**SET TASK**. Extract every line of the records that contains the string "even". Case counts, so match capital and lowercase letters as given.
·····
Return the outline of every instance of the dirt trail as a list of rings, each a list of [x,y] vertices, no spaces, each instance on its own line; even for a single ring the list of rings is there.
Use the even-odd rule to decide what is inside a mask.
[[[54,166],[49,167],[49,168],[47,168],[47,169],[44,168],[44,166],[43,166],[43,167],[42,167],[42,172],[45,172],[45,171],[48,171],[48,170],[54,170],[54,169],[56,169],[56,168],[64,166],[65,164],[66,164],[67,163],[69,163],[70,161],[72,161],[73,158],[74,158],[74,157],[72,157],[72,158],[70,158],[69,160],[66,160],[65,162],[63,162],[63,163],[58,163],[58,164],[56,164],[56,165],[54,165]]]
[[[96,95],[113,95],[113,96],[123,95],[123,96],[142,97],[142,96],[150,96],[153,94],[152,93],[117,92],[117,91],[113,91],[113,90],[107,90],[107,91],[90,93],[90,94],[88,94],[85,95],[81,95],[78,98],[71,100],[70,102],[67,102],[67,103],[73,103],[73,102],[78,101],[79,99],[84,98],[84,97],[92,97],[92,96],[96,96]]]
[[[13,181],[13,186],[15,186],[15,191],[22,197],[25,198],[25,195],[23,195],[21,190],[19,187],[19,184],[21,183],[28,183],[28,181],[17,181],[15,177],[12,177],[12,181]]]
·····
**OUTPUT OF THE EXERCISE**.
Return the outline of every instance of the dirt trail as a list of rings, each a list of [x,y] vertices, no spaces, each instance on its own line; even for a single ring the list of rings is there.
Use the even-odd rule to decide what is inside a mask.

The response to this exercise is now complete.